=== Extract to read ===
Krishna was arrested, and under a narco-analysis test, "confessed" to the murders. Blood-stained kukri and pillow case were found in his house. However, in December 2010, the CBI submitted a closure report. It said the three servants were not to blame and Rajesh Talwar was the prime suspect. But the agency did not charge him due to lack of evidence.

Here, the court took over. It said the case could not be closed, and ordered that the Talwars be tried on existing proof. The trial ultimately led to the conviction of the couple in 2013, but questions on the investigation and the trial itself refused to go away.

Crime scene tampered with

The Noida police faced serious flak for allowing the murder scene to be interfered with, which possibly led to the loss of valuable DNA evidence. While the walls of Aarushi's room had blood stains, the toys on her bed, close to the wall, did not. Her bedsheet was found wet, suggesting it had been washed.

Domestic help's statement

The first outsider to hear of Aarushi's murder was their domestic help Bharti Mandal, who reached the Talwars' house around 6am on the morning after the murder. Bharti first said the door was locked from outside, but in court changed the statement, saying it was "explained to her" to say that the door was closed from inside. The court did not think this tutoring of a witness inappropriate.

Murder weapons

The prosecution claimed that Rajesh used a scalpel and a golf club for the murders. While the scalpel was never found, the club produced in court was "not the offence weapon".

Fudgy forensic reports

There were reports that Aarushi's vaginal swabs were switched, leading to different reports about her. A report from the Hyderabad-based Centre for DNA Fingerprinting and Diagnosis (CDFD) had claimed that a pillow case found in Krishna's room had Hemraj's blood stains on it. The lab in 2011 said Krishna's name was introduced as a "typographical error".

Judgement not impartial?

Journalist Avirook Sen, who covered the case extensively as a reporter, said in a book he later wrote that the investigation and the court twisted the available evidence to fit the pre-decided narrative of honour killing.

According to a report in The Indian Express, Sen claims he interviewed Ashutosh, the son of Additional Sessions Judge Shyam Lal, who "let slip that he helped his father write the judgement and that it took "more than one month". The judgement was pronounced on November 25 and the final arguments began on October 24. "Judge Shyam Lal wasn't waiting for them to persuade him, he had made up his mind. The guilty verdict was already being written," Sen wrote in the book.

While for now, the Talwars' ordeal seems to be over, the question of who killed Aarushi is yet to be answered. So are the questions that the high-profile case raised on our criminal justice system.
=== Dataset records ===
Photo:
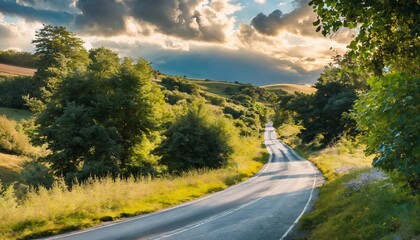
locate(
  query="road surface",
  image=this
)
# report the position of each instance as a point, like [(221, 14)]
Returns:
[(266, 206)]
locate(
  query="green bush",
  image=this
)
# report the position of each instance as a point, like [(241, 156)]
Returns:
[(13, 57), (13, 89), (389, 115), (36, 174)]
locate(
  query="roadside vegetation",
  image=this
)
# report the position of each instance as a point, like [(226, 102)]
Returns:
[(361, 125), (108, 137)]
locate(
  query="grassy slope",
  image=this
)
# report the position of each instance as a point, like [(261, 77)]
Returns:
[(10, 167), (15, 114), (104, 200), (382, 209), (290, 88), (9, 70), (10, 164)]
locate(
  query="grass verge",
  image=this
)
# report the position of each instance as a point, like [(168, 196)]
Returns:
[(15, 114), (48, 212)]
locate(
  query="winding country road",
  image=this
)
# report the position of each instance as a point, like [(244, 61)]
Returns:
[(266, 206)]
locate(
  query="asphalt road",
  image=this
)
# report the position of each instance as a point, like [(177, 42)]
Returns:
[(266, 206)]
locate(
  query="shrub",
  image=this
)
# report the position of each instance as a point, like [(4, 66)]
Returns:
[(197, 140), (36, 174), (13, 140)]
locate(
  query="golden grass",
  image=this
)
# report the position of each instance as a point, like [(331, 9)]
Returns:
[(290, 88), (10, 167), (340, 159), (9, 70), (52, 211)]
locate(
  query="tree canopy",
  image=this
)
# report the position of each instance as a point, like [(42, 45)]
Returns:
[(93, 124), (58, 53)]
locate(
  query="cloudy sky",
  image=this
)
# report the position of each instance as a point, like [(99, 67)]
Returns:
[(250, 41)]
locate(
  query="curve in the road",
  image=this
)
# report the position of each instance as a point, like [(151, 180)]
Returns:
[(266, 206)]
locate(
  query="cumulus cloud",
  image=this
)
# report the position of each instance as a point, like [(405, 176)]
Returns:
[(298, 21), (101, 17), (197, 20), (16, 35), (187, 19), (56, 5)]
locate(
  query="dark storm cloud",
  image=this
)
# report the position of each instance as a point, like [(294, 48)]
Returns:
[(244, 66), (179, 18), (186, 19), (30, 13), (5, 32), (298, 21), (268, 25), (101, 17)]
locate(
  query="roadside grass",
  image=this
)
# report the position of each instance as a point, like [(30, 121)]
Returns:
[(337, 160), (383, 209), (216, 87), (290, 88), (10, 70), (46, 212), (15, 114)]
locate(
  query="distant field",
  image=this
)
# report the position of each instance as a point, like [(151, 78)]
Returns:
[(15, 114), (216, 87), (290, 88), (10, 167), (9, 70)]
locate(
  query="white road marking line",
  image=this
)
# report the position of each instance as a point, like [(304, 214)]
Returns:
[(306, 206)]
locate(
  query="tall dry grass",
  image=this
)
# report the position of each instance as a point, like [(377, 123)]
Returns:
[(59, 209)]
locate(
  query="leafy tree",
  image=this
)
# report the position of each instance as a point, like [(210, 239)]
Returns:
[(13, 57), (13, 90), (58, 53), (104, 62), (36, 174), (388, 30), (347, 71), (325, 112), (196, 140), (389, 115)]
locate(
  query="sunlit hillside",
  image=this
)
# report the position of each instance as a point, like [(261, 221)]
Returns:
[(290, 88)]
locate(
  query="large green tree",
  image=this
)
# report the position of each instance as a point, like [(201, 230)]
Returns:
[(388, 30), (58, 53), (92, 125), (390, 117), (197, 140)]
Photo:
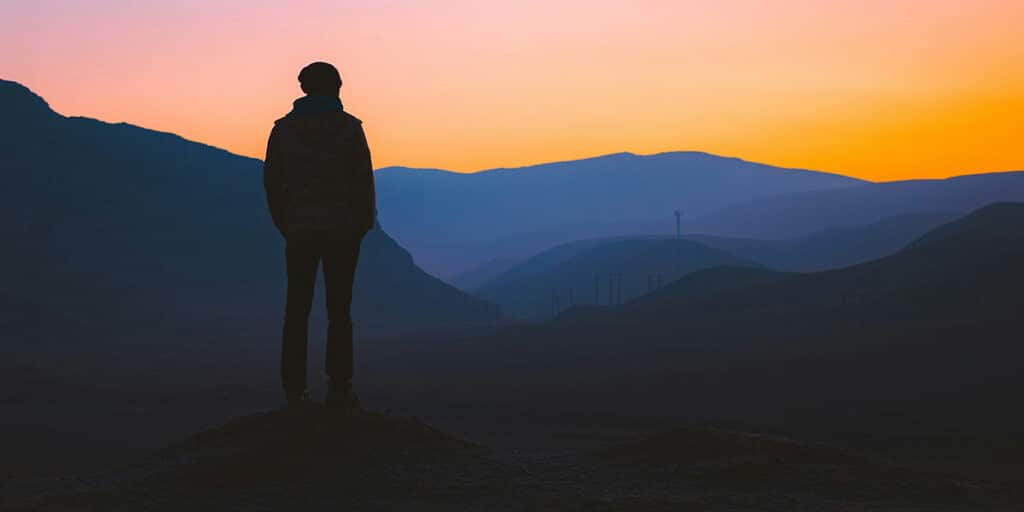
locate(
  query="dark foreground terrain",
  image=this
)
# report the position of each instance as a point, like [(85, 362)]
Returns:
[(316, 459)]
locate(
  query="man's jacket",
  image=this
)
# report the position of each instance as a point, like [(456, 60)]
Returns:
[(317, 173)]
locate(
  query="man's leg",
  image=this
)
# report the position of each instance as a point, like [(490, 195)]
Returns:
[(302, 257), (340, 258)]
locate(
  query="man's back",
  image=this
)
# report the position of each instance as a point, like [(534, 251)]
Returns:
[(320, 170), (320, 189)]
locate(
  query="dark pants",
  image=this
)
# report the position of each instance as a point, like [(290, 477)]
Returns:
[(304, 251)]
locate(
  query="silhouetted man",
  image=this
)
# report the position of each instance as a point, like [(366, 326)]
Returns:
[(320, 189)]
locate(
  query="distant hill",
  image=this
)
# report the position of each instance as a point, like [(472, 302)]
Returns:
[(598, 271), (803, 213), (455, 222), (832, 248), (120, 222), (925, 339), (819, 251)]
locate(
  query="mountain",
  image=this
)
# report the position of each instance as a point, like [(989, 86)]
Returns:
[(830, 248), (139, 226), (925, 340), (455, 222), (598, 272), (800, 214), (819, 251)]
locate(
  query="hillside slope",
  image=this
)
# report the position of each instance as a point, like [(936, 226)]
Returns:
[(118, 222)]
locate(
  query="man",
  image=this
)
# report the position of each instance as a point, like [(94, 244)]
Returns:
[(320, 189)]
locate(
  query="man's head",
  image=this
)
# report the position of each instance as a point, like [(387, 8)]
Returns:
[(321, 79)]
===
§ **Activities**
**a)** Copy the passage of the Aarushi case article between "Crime scene tampered" and "had been washed.", inclusive.
**b)** Answer these questions using the Aarushi case article:
(i) In what year did the trial end in the couple's conviction?
(ii) Around what time did Bharti Mandal reach the Talwars' house?
(iii) Which two weapons did the prosecution say Rajesh used for the murders?
**c)** List every section heading in the Aarushi case article, in the order they appear.

§ **Solved tasks**
**a)**
Crime scene tampered with

The Noida police faced serious flak for allowing the murder scene to be interfered with, which possibly led to the loss of valuable DNA evidence. While the walls of Aarushi's room had blood stains, the toys on her bed, close to the wall, did not. Her bedsheet was found wet, suggesting it had been washed.

**b)**
(i) 2013
(ii) Around 6am on the morning after the murder
(iii) A scalpel and a golf club

**c)**
Crime scene tampered with
Domestic help's statement
Murder weapons
Fudgy forensic reports
Judgement not impartial?